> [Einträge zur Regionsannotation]
+ + + + +

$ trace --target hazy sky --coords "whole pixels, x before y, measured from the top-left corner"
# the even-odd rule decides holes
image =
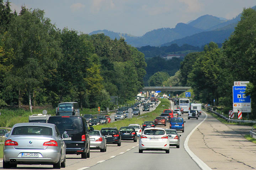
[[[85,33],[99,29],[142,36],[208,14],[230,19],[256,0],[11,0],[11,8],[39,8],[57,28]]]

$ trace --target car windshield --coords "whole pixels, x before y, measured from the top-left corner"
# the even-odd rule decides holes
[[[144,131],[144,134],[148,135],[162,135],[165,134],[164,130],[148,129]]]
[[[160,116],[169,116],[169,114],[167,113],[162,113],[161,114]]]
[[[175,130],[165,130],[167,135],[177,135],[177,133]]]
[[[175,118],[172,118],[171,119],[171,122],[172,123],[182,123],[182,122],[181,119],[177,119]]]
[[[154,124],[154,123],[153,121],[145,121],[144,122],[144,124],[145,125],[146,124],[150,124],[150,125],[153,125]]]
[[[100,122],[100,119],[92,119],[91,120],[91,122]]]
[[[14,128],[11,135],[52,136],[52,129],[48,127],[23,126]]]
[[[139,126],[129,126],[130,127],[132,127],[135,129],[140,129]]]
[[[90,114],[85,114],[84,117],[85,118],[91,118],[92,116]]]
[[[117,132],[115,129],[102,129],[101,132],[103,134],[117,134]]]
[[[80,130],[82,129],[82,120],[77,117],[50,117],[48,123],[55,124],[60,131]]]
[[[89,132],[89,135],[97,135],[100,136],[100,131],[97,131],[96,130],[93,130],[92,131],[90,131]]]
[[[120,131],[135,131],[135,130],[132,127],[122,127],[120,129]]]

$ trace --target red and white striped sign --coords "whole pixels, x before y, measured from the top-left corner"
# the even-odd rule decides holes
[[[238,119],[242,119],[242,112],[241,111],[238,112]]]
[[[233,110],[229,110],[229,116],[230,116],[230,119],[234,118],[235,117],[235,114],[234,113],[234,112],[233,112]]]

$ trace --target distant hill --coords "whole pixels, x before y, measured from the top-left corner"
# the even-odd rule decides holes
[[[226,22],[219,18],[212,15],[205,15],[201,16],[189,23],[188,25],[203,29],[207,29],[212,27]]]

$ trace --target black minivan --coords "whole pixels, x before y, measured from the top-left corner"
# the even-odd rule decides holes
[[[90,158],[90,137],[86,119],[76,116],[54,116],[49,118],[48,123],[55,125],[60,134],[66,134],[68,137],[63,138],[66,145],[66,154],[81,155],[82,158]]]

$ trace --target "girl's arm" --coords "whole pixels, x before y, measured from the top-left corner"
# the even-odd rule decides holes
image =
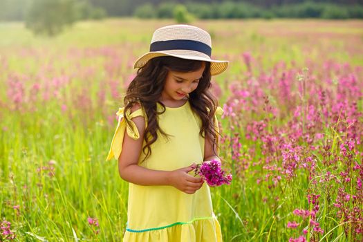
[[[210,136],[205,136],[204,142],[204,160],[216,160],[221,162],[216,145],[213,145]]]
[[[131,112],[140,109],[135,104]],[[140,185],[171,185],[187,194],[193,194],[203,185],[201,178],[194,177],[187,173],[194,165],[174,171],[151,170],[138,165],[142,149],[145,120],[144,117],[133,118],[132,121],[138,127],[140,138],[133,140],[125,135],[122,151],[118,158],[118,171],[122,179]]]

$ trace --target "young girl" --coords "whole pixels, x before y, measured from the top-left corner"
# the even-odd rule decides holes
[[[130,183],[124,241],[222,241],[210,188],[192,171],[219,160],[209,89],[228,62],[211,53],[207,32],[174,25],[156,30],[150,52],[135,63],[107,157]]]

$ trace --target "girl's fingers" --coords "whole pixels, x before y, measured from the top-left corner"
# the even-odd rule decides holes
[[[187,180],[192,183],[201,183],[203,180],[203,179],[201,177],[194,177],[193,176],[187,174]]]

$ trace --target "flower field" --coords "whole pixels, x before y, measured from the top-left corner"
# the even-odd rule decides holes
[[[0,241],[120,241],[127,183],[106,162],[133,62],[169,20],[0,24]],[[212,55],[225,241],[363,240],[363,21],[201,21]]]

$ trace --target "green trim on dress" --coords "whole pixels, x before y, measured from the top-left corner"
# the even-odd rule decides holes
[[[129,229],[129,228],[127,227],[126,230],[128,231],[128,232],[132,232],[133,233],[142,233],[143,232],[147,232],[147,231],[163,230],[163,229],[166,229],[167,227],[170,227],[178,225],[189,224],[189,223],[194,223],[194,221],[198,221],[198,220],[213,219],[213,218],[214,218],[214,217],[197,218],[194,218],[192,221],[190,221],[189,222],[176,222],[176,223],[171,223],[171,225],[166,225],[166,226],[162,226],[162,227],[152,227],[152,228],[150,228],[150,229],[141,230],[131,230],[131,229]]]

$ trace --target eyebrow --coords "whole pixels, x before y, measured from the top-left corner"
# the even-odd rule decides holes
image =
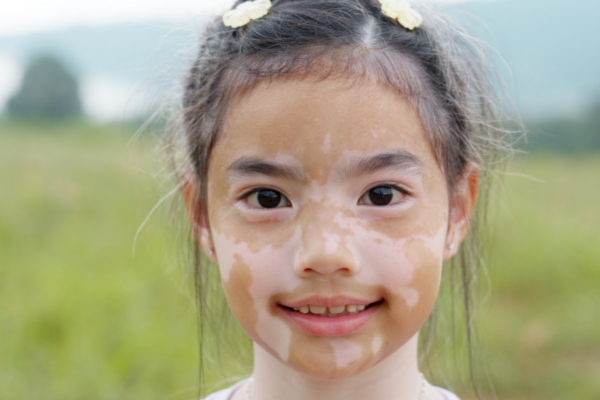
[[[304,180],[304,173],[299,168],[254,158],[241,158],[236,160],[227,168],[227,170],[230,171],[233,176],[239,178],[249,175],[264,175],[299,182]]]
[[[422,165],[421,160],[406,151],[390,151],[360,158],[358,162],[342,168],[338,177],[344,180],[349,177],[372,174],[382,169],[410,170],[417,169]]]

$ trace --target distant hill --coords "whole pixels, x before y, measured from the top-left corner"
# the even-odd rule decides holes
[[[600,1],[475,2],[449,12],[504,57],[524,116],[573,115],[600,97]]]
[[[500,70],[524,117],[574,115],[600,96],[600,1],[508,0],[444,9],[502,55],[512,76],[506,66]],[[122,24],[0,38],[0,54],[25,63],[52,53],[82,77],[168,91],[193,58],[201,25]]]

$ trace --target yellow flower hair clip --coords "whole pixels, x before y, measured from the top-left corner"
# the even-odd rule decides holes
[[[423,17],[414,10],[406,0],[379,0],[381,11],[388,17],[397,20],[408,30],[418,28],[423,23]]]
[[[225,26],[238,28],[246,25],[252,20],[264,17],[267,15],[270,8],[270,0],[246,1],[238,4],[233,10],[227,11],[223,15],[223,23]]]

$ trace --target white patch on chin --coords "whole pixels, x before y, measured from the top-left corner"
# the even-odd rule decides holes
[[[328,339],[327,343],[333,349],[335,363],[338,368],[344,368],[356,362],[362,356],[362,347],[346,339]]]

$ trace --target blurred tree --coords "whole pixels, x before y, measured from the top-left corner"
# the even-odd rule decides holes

+ + + + +

> [ANWEISUNGEN UND VORGABEN]
Ersetzen Sie in sämtlichen Einträgen „top-left corner“ durch „upper-left corner“ und geben Sie die Zeilen ansonsten unverändert wieder. Die Bilder sind in der Antwort wegzulassen.

> [ANTWORT ZUR AUFGABE]
$ trace --target hazy sky --coords "whole pixels, x before y, measured from the upper-left corner"
# the even-odd rule decides holes
image =
[[[85,33],[99,29],[142,36],[208,14],[230,19],[256,0],[11,0],[11,8],[39,8],[57,28]]]

$ trace --target car windshield --coords "whole pixels, x before y, measured from the upper-left corner"
# the even-odd rule decides holes
[[[144,131],[144,134],[148,135],[162,135],[165,134],[164,130],[148,129]]]
[[[160,116],[169,116],[169,114],[167,113],[162,113],[161,114]]]
[[[175,130],[165,130],[167,135],[177,135],[177,133]]]
[[[175,118],[172,118],[171,119],[171,122],[172,123],[182,123],[182,122],[181,119],[177,119]]]
[[[154,124],[154,123],[153,121],[145,121],[144,122],[144,124],[145,125],[146,124],[150,124],[150,125],[153,125]]]
[[[100,122],[100,119],[92,119],[91,120],[91,122]]]
[[[14,128],[11,135],[52,136],[52,129],[48,127],[23,126]]]
[[[139,126],[129,126],[130,127],[132,127],[135,129],[140,129]]]
[[[90,114],[85,114],[84,117],[85,118],[91,118],[92,116]]]
[[[117,132],[115,129],[102,129],[101,132],[103,134],[117,134]]]
[[[80,130],[82,129],[82,120],[77,117],[50,117],[48,123],[55,124],[60,131]]]
[[[89,132],[89,135],[97,135],[100,136],[100,131],[97,131],[96,130],[93,130],[92,131],[90,131]]]
[[[120,131],[135,131],[135,130],[132,127],[122,127],[120,129]]]

$ trace --target red and white striped sign --coords "whole pixels, x before y, measured from the upper-left corner"
# the even-odd rule decides holes
[[[238,119],[242,119],[242,112],[241,111],[238,112]]]
[[[233,110],[229,110],[229,116],[230,116],[230,119],[234,118],[235,117],[235,114],[234,113],[234,112],[233,112]]]

$ trace --target distant hill --coords "whole pixels, x before y, measured from the upper-left corner"
# the even-odd rule decides holes
[[[226,22],[219,18],[212,15],[205,15],[201,16],[189,23],[188,25],[203,29],[207,29],[212,27]]]

$ trace --target black minivan --coords "whole pixels, x before y, measured from the upper-left corner"
# the even-odd rule decides holes
[[[90,158],[90,137],[86,119],[76,116],[54,116],[49,118],[48,123],[55,125],[60,134],[66,134],[68,137],[63,138],[66,145],[66,154],[81,155],[82,158]]]

$ trace --target "girl's arm" --coords "whole pixels, x before y, measured from the upper-left corner"
# the even-odd rule decides holes
image =
[[[210,136],[205,136],[204,142],[204,160],[216,160],[221,162],[216,145],[213,145]]]
[[[131,112],[140,109],[135,104]],[[140,185],[171,185],[187,194],[193,194],[203,185],[201,178],[194,177],[187,173],[194,165],[174,171],[151,170],[138,165],[142,149],[145,120],[144,117],[133,118],[132,121],[138,127],[140,138],[133,140],[125,135],[122,151],[118,158],[118,171],[122,179]]]

$ trace --target "young girl" --coords "whole pixels, x before y, measured from the upper-left corner"
# the even-odd rule decides holes
[[[130,183],[124,241],[222,241],[210,188],[192,171],[219,160],[209,89],[228,62],[211,53],[207,32],[174,25],[156,30],[150,52],[135,63],[107,157]]]

$ trace --target "girl's fingers" --coords "whole pixels, x before y, measured from the upper-left corner"
# the even-odd rule decides holes
[[[187,180],[192,183],[201,183],[203,180],[203,179],[201,177],[194,177],[193,176],[187,174]]]

$ trace --target "flower field" --coords "whole pixels, x before y, measured from the upper-left corner"
# the even-odd rule decides holes
[[[0,241],[120,241],[127,183],[106,162],[133,62],[169,20],[0,24]],[[212,55],[225,241],[363,240],[363,21],[201,21]]]

$ trace --target "green trim on dress" --coords "whole pixels, x before y, measured from the upper-left corner"
# the even-odd rule decides holes
[[[129,229],[129,228],[127,227],[126,230],[128,231],[128,232],[132,232],[133,233],[142,233],[143,232],[147,232],[147,231],[163,230],[163,229],[166,229],[167,227],[170,227],[178,225],[189,224],[189,223],[194,223],[194,221],[198,221],[198,220],[213,219],[213,218],[214,218],[214,217],[197,218],[194,218],[192,221],[190,221],[189,222],[176,222],[176,223],[171,223],[171,225],[166,225],[166,226],[162,226],[162,227],[152,227],[152,228],[150,228],[150,229],[141,230],[131,230],[131,229]]]

$ trace --target eyebrow --coords "whole pixels, x before y, measured from the upper-left corner"
# the even-odd rule decides holes
image =
[[[304,180],[304,173],[299,168],[254,158],[241,158],[236,160],[227,168],[227,170],[230,171],[233,176],[239,178],[249,175],[264,175],[299,182]]]
[[[422,165],[421,160],[406,151],[390,151],[360,158],[358,162],[342,168],[338,177],[344,180],[349,177],[372,174],[382,169],[410,170],[417,169]]]

$ trace --target distant hill --coords "whole pixels, x before y, measured from the upper-left corner"
# the even-odd rule decides holes
[[[600,1],[475,2],[449,12],[504,57],[524,116],[573,115],[600,97]]]
[[[500,70],[524,117],[574,115],[600,96],[600,1],[508,0],[444,9],[502,55],[512,76],[506,66]],[[122,24],[0,38],[0,54],[25,63],[52,53],[82,77],[168,91],[193,58],[201,25]]]

$ trace --target yellow flower hair clip --coords "whole pixels, x before y, measured from the upper-left corner"
# the even-odd rule decides holes
[[[423,17],[414,10],[406,0],[379,0],[381,11],[388,17],[397,20],[408,30],[418,28],[423,23]]]
[[[225,26],[238,28],[246,25],[252,20],[264,17],[267,15],[270,8],[270,0],[246,1],[238,4],[233,10],[227,11],[223,15],[223,23]]]

$ trace --target white patch on chin --coords "whole pixels, x before y, measured from the upper-left corner"
# the even-odd rule decides holes
[[[328,339],[327,343],[333,349],[335,363],[338,368],[344,368],[356,362],[362,356],[362,347],[346,339]]]

$ trace --target blurred tree --coords "whole pixels, x before y, measured from the upper-left corner"
# the even-odd rule decides holes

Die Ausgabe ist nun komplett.